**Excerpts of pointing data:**
**********

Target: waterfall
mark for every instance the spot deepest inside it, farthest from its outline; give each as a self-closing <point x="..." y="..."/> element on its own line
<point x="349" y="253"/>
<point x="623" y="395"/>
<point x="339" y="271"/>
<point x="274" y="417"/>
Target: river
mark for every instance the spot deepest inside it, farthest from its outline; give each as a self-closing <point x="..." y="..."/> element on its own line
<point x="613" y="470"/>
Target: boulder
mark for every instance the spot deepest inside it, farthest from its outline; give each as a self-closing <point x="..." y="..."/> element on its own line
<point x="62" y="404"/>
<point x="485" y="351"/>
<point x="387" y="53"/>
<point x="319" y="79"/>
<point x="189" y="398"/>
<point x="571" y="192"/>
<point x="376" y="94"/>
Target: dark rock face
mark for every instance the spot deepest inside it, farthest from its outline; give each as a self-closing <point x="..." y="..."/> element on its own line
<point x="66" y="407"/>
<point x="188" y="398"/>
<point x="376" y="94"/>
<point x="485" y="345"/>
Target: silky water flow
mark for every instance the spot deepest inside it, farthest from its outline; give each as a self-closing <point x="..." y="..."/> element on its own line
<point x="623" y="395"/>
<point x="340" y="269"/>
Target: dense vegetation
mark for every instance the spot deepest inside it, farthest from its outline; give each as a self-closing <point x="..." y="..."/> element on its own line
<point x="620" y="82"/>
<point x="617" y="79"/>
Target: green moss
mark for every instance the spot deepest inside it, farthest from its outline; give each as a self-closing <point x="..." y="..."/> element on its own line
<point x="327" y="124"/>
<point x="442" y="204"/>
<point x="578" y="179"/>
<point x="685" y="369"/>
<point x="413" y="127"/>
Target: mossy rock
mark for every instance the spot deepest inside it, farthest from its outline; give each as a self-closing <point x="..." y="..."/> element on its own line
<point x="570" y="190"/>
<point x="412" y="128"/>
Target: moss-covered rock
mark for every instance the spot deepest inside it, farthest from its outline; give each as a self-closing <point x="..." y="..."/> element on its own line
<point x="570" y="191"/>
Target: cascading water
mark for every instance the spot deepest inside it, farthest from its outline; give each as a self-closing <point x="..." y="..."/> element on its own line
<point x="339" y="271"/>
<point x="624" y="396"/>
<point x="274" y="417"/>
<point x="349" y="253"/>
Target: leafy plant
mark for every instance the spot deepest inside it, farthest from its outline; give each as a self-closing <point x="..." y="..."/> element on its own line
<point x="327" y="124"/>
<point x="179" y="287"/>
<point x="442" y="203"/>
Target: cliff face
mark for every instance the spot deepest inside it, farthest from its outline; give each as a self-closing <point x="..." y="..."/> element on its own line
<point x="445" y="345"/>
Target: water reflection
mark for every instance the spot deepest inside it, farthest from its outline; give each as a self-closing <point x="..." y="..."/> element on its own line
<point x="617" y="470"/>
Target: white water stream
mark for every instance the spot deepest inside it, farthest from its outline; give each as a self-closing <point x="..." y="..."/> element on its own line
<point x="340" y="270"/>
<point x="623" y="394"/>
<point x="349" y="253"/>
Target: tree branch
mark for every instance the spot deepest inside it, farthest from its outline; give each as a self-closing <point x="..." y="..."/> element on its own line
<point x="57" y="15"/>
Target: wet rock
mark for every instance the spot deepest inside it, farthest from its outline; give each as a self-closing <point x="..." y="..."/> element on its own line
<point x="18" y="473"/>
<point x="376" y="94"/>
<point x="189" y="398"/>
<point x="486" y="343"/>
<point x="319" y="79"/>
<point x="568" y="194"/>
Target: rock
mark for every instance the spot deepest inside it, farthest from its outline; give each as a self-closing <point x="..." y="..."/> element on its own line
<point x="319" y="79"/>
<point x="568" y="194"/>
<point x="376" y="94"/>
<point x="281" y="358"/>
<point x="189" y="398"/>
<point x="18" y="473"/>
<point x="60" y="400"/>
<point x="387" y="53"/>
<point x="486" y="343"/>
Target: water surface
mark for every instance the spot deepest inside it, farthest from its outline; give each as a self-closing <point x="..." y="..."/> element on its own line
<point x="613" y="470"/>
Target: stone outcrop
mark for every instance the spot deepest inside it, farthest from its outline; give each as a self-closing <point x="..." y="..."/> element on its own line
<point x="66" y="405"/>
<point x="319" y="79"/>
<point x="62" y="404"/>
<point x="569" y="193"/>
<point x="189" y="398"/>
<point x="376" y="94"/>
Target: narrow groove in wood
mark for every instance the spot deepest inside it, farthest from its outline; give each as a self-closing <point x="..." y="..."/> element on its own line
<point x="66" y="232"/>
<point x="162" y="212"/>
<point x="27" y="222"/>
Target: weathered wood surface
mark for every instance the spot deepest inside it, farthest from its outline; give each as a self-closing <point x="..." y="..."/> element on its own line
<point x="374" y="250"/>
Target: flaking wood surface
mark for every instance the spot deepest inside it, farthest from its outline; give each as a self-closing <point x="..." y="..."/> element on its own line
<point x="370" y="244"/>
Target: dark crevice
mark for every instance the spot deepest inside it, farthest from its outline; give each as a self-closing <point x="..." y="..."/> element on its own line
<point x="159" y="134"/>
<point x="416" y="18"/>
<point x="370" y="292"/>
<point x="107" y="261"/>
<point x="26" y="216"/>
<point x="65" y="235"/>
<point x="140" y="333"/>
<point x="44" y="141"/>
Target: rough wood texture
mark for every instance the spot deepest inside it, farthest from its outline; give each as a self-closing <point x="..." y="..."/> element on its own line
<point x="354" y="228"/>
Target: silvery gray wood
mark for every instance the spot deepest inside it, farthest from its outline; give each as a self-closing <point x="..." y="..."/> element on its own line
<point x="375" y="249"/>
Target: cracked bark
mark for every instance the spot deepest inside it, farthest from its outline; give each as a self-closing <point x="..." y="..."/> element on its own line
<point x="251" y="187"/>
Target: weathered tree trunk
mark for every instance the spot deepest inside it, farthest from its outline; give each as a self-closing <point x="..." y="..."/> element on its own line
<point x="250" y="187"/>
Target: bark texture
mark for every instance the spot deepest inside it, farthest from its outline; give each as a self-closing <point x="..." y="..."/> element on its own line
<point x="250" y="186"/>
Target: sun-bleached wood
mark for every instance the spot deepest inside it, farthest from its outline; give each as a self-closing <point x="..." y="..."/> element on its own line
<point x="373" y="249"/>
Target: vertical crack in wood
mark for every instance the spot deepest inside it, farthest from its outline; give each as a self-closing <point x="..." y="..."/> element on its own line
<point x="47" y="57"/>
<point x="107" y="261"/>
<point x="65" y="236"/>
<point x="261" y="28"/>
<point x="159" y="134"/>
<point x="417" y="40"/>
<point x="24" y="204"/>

**********

Each line of the material should be echoed exactly.

Target: waterfall
mark for every instance the spot deepest inside it, farthest from its outline; give each as a self-closing <point x="..." y="..."/> element on its own line
<point x="349" y="253"/>
<point x="623" y="395"/>
<point x="339" y="271"/>
<point x="274" y="417"/>
Target: river
mark for every instance the spot deepest inside it, farthest from its outline; give each as a self-closing <point x="..." y="..."/> element on its own line
<point x="613" y="470"/>
Target: boulder
mark for every instance the spot deepest inside it, farthest from its outline; give each as a self-closing <point x="..." y="..."/> element on its own line
<point x="62" y="404"/>
<point x="485" y="351"/>
<point x="387" y="53"/>
<point x="319" y="79"/>
<point x="189" y="398"/>
<point x="571" y="192"/>
<point x="376" y="94"/>
Target: dark rock face
mark for every instance the spot deepest inside it, farthest from its outline; give each as a self-closing <point x="..." y="..."/> element on its own line
<point x="66" y="407"/>
<point x="188" y="398"/>
<point x="376" y="94"/>
<point x="485" y="345"/>
Target: silky water flow
mark for every instance the spot deepest inside it, farthest from its outline; give each as a self-closing <point x="..." y="..."/> element on its own line
<point x="623" y="395"/>
<point x="340" y="269"/>
Target: dense vegetation
mark for every instance the spot deepest inside it, farthest from its outline; give each as a self-closing <point x="..." y="..."/> element on its own line
<point x="620" y="82"/>
<point x="617" y="79"/>
Target: green moss
mark for every instance the spot deepest inside it, farthest from its outline; give each as a self-closing <point x="..." y="..."/> element on its own line
<point x="327" y="124"/>
<point x="442" y="204"/>
<point x="578" y="179"/>
<point x="685" y="369"/>
<point x="413" y="127"/>
Target: mossy rock
mark for every instance the spot deepest inside it, farthest from its outline; give each as a self-closing <point x="..." y="..."/> element on its own line
<point x="570" y="190"/>
<point x="412" y="128"/>
Target: moss-covered rock
mark for every instance the spot deepest inside it, farthest from its outline; give each as a self-closing <point x="..." y="..."/> element on its own line
<point x="570" y="191"/>
Target: cascading water
mark for every instance the spot deepest inside it, farthest from its outline; give each as a self-closing <point x="..." y="..."/> element on its own line
<point x="339" y="271"/>
<point x="624" y="396"/>
<point x="274" y="417"/>
<point x="349" y="253"/>
Target: leafy plant
mark for every instance the spot deepest inside it, farthest from its outline; give each as a self-closing <point x="..." y="..."/> element on its own line
<point x="327" y="124"/>
<point x="179" y="287"/>
<point x="442" y="203"/>
Target: cliff face
mark for every instance the spot deepest inside it, farthest from its outline; give each as a self-closing <point x="..." y="..."/> element on its own line
<point x="445" y="345"/>
Target: water reflection
mark for every instance the spot deepest inside it, farthest from its outline; give each as a self-closing <point x="..." y="..."/> element on its own line
<point x="617" y="470"/>
Target: white water stream
mark for every instance the spot deepest inside it, farthest from its outline; give each as a self-closing <point x="..." y="..."/> element on its own line
<point x="340" y="270"/>
<point x="623" y="394"/>
<point x="349" y="253"/>
Target: tree branch
mark for every instance the spot deepest inside it, farthest from its outline; give each as a self-closing <point x="..." y="..."/> element on its own line
<point x="57" y="15"/>
Target: wet rock
mark for every instance the spot deepest inside it, farthest from its outline; give each as a self-closing <point x="..." y="..."/> element on its own line
<point x="18" y="473"/>
<point x="376" y="94"/>
<point x="189" y="398"/>
<point x="486" y="343"/>
<point x="319" y="79"/>
<point x="568" y="194"/>
Target: rock
mark for every instance the spot deepest inside it, farthest from its outline; give each as a self-closing <point x="..." y="..."/> element on its own line
<point x="319" y="79"/>
<point x="568" y="194"/>
<point x="376" y="94"/>
<point x="281" y="358"/>
<point x="189" y="398"/>
<point x="18" y="473"/>
<point x="60" y="400"/>
<point x="387" y="53"/>
<point x="486" y="343"/>
Target: water surface
mark for every instance the spot deepest inside it, farthest from its outline; give each as a self-closing <point x="..." y="..."/> element on its own line
<point x="613" y="470"/>
Target: stone outcrop
mark for every instance the spot deepest inside it, farthest from its outline; give each as a self-closing <point x="..." y="..."/> element on its own line
<point x="66" y="405"/>
<point x="319" y="79"/>
<point x="62" y="404"/>
<point x="569" y="193"/>
<point x="189" y="398"/>
<point x="376" y="94"/>
Target: narrow groove in wood
mark for every instance the spot deepest inside it, farthest from its outline; give each as a self-closing <point x="..." y="..."/> element on its own line
<point x="66" y="232"/>
<point x="162" y="212"/>
<point x="27" y="222"/>
Target: weathered wood surface
mark for every instance the spot deepest inside it, farthest from its outline; give each as a self-closing <point x="..." y="..."/> element on its own line
<point x="374" y="250"/>
Target: flaking wood surface
mark for every instance the spot deepest inside it, farthest from its outline; give each as a self-closing <point x="..." y="..."/> element on its own line
<point x="370" y="244"/>
Target: dark crevice
mark for every instance the spot deepest inside it, farthest from its outline; give each as a self-closing <point x="..." y="..."/> element on its own line
<point x="159" y="134"/>
<point x="416" y="18"/>
<point x="370" y="292"/>
<point x="107" y="261"/>
<point x="26" y="216"/>
<point x="65" y="235"/>
<point x="140" y="333"/>
<point x="44" y="141"/>
Target: rough wood texture
mark for every instance the spot deepest inside it, farthest from its outline; give each as a self-closing <point x="..." y="..."/> element on its own line
<point x="354" y="228"/>
Target: silvery gray wood
mark for every instance the spot deepest inside it, farthest from its outline; give each as a self-closing <point x="..." y="..."/> element on its own line
<point x="375" y="249"/>
Target: cracked bark
mark for every instance the spot deepest inside it, farthest from its outline; give each as a self-closing <point x="..." y="..."/> element on its own line
<point x="251" y="187"/>
Target: weathered tree trunk
mark for every instance the spot deepest inside it, farthest from its outline; give each as a self-closing <point x="..." y="..."/> element on its own line
<point x="250" y="187"/>
Target: bark texture
mark for every instance the spot deepest inside it, farthest from its outline; give each as a self-closing <point x="..." y="..."/> element on its own line
<point x="250" y="186"/>
Target: sun-bleached wood
mark for every instance the spot deepest inside it, farthest from its outline; give each as a self-closing <point x="..." y="..."/> element on its own line
<point x="373" y="249"/>
Target: vertical crack in wood
mark for every instance the spot deepest inside it, farthest from its outline; give each as a self-closing <point x="..." y="..."/> element on its own line
<point x="47" y="57"/>
<point x="107" y="261"/>
<point x="65" y="236"/>
<point x="261" y="28"/>
<point x="159" y="134"/>
<point x="417" y="40"/>
<point x="24" y="204"/>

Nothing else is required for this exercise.